- _WRITTEN TASK_:
Rewrite the material with "photo" replaced by "image" and everything else unchanged, omitting the pictures.

──────── INFORMATION GIVEN ────────

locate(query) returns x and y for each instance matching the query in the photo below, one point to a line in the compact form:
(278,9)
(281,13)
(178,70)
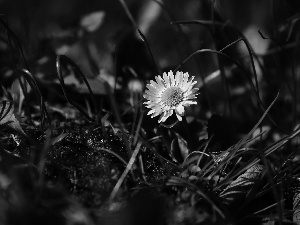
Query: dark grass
(170,162)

────────

- _FINISHED EXERCISE_:
locate(query) returns x and y for each instance matching the query in the image below, one point to a line in the compact form:
(278,9)
(281,13)
(178,70)
Query: dark grass
(170,162)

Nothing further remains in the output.